------ Supplied records
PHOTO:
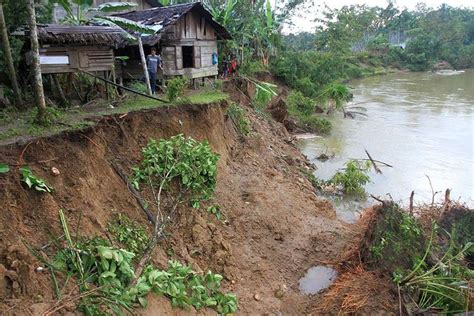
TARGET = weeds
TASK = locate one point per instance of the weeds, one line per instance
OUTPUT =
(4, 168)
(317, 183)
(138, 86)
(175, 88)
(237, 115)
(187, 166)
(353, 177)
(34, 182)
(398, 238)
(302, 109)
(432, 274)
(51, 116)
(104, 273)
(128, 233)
------------
■ **Work request**:
Write out all of the records above. Keep them exact and leave out the pictures.

■ **Solution to this exercise**:
PHOTO:
TARGET = weeds
TASK = locate one point per instance of the weeds, one line per instance
OUTPUT =
(4, 168)
(317, 183)
(138, 86)
(175, 88)
(237, 115)
(187, 166)
(353, 177)
(34, 182)
(398, 238)
(302, 109)
(432, 274)
(51, 116)
(104, 273)
(128, 233)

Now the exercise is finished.